- [LIST OF TASKS]
- A) List every Kos writer named in the given text.
- B) Reproduce the given text from "The carbon bombs—425" to "four times over.".

- [GIVEN TEXT]
____________

Ten days ago Meteor Blades of Kos discussed a report in The Guardian that shows in 2022 banks financed $150 billion in new fossil fuel projects. Since 2016 that amount has been $1.8 trillion. From that report we get the term “carbon bombs.”
The carbon bombs—425 extraction projects that can each pump more than one gigaton of carbon dioxide into the atmosphere—cumulatively hold enough coal, oil and gas to burn through the rapidly dwindling carbon budget four times over.
The top ten of these banks included four in the US, three in China, and three in Europe. Blades wrote:
In 2021, the International Energy Agency reported that keeping to 1.5° C means that there can be no more expansion of fossil fuel extraction. A study published last month in Nature—Global fossil fuel reduction pathways under different climate mitigation strategies and ambitions—found that reaching that goal requires that the supply of coal must fall by 99%, oil by 70%, and gas by 84% by 2050. That is most definitely not the trajectory we are on. A year ago, scientists calculated that the Earth’s carbon budget—the maximum amount of carbon emissions that can be allowed without exceeding the 1.5° C goal—was about 500 gigatons. But this week in a study—Assessing the size and uncertainty of remaining carbon budgets—published at Nature Climate Change, that maximum was recalculated at 250 gigatons. Alone, the identified carbon bomb projects could release more than 1,000 gigatons over their lifetime.
With the Oppenheimer movie recently released and interest in his work in developing the nuclear bomb still high SemDem of the Kos community wrote about an aspect of the story not told by the movie, the fate of the Hispano people and Natives in the area. Some Natives were evicted from their land with less than 24 hours notice under eminent domain laws. Those few who were compensated were given about a fifth of what was given the white landowners. Most had nowhere to go. Some were hired by the laboratory that evicted them. They were tasked with handling the poisonous beryllium without the protective gear given to white workers. Some found the pretty trinitite that the test bomb created by fusing sand and, not knowing it was radioactive, made jewelry from it and wore it. Many, including those who weren’t evacuated, were sickened and died from the exposure. Uranium mining became a big industry in the Navajo Nation. But the workers weren’t told of the dangers. And today the abandoned mines still contaminate Navajo water sources and Native land is used for dumping toxic waste. There is a Radiation Exposure Compensation Act, but Natives were exempted from it. RECA was given a two year extension in 2022 and will expire in 2024. There is a bill in Congress to expand and extend RECA. It has passed the Senate, but the House doesn’t seem interested.
The least our leaders can do is acknowledge the severe health conditions and the suffering that is still happening as the result of purposely exposing people to dangerous levels of radiation. Being left out of the latest Hollywood summer blockbuster is one thing, but I can’t excuse them being ignored any longer by our government.
Bill in Portland, Maine, in his Cheers and Jeers column for Kos noted today is the 34th anniversary of the opening of the Berlin Wall. I was living in Cologne when I heard the news. I had already planned a trip to Berlin, so I was there five days after the wall opened – the West Berlin residents had somewhat recovered from the party weekend. Though Easterners could pass freely, I as a Westerner still had to go through passport control to visit the East, which I did for a day. I still have a few aluminum coins. I want back 18 months later. The Wall was gone and I could buy a small bag with chunks of the Wall. And even I could pass freely from West to East and back.

____________

- [DATA UNDER STUDY]
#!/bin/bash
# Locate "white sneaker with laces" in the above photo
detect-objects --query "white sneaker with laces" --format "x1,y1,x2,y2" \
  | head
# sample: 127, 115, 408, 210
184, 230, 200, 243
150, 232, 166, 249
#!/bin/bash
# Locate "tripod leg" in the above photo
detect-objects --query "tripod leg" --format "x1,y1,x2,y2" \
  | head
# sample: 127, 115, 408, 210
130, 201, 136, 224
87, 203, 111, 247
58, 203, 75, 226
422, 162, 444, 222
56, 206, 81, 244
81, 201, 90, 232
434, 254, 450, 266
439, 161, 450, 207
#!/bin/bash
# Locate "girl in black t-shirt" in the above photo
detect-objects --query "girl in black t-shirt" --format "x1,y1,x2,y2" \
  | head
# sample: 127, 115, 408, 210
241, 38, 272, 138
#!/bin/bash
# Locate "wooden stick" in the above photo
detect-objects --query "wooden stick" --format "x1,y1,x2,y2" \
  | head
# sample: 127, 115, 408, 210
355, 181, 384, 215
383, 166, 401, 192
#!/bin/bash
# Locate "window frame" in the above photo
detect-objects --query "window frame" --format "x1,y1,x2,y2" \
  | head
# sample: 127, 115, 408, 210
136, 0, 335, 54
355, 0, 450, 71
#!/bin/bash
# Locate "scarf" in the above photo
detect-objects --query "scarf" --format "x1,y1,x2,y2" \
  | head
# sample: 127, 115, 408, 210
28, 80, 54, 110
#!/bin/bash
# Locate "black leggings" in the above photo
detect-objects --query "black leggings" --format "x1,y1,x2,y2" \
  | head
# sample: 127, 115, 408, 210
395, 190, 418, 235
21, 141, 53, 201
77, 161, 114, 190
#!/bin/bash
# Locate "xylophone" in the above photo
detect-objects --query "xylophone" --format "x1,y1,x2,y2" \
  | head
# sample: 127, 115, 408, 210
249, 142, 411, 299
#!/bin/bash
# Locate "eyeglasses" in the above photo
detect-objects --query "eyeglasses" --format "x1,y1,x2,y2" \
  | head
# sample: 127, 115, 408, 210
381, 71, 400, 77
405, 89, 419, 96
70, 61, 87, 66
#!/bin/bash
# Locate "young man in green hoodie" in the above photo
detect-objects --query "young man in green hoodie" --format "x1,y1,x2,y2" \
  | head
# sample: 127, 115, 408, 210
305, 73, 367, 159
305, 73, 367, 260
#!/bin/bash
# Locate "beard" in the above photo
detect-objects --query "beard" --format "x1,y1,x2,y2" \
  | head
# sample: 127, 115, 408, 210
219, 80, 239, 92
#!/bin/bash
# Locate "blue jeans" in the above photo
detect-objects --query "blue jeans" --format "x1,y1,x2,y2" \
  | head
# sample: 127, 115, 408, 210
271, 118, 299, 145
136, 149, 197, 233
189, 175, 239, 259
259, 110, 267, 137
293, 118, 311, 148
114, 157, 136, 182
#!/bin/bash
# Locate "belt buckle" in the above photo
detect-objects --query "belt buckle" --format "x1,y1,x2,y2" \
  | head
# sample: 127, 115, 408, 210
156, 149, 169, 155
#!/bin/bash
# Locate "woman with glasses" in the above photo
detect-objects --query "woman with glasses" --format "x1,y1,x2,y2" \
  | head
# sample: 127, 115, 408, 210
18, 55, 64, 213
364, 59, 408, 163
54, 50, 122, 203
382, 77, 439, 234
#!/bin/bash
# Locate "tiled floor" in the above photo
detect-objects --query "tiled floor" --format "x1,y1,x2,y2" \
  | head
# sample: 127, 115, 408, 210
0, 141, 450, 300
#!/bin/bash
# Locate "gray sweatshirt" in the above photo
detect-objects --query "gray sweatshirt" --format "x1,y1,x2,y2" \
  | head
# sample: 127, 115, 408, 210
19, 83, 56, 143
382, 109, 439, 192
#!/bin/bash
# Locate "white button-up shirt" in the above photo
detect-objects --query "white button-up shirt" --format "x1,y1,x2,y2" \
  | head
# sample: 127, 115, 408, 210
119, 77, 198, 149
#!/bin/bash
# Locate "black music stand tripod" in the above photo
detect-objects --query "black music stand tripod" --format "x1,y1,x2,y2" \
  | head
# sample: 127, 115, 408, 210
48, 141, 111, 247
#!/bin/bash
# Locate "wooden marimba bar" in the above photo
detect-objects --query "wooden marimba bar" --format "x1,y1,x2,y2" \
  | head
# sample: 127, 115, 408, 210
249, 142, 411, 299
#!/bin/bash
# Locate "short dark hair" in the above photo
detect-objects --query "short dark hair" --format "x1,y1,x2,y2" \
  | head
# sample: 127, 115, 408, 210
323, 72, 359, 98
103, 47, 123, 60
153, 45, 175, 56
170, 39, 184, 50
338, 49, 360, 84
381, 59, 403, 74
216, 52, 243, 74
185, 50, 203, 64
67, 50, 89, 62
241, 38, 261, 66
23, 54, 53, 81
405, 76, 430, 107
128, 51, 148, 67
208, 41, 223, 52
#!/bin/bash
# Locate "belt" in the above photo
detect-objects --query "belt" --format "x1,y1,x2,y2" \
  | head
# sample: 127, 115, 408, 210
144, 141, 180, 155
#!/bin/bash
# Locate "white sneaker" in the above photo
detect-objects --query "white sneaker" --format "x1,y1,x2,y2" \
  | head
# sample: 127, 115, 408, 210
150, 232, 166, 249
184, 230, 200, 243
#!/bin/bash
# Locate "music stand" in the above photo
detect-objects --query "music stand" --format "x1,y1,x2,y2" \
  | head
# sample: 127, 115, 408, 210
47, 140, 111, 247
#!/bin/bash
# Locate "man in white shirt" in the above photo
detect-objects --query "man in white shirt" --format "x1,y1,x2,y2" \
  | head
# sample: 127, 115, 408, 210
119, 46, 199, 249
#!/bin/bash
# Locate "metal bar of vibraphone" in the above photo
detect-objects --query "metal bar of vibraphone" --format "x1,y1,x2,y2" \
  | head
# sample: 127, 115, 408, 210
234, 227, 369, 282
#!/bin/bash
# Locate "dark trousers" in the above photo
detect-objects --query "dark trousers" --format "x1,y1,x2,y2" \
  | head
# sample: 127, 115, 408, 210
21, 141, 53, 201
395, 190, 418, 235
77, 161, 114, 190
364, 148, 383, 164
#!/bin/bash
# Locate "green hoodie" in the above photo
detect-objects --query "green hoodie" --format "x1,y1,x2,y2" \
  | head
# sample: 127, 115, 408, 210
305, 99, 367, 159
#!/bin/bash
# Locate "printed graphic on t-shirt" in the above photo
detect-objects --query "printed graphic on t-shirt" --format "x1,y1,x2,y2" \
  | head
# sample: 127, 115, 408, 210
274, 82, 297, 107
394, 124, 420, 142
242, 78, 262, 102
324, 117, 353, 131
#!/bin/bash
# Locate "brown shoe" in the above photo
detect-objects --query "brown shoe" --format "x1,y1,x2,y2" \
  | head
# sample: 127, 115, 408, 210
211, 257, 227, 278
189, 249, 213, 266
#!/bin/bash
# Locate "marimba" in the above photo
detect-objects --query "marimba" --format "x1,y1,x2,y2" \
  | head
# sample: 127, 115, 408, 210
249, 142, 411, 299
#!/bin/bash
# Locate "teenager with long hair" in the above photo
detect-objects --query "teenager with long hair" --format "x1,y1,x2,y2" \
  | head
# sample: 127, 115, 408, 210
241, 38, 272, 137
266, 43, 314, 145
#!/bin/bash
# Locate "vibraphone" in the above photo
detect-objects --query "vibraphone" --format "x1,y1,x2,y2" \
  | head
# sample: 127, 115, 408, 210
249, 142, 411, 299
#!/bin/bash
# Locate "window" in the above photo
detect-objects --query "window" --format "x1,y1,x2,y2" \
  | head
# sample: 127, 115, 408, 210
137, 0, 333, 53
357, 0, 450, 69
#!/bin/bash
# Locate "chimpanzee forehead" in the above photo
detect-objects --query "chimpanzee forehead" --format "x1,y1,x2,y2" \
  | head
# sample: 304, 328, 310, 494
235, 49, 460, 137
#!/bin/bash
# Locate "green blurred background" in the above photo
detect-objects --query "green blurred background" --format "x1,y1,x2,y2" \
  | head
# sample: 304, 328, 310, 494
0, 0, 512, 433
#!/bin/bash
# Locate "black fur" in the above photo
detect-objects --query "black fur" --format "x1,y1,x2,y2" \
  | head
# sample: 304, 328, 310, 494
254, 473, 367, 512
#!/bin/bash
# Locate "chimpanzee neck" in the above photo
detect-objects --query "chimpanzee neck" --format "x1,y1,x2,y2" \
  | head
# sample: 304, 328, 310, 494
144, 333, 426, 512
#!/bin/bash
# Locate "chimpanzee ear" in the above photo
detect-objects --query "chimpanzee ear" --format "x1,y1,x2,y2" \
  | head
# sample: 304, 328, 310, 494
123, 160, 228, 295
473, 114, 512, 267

____________

- [EXPECTED OUTPUTS]
- A)
Meteor Blades
SemDem
Bill in Portland, Maine

- B)
The carbon bombs—425 extraction projects that can each pump more than one gigaton of carbon dioxide into the atmosphere—cumulatively hold enough coal, oil and gas to burn through the rapidly dwindling carbon budget four times over.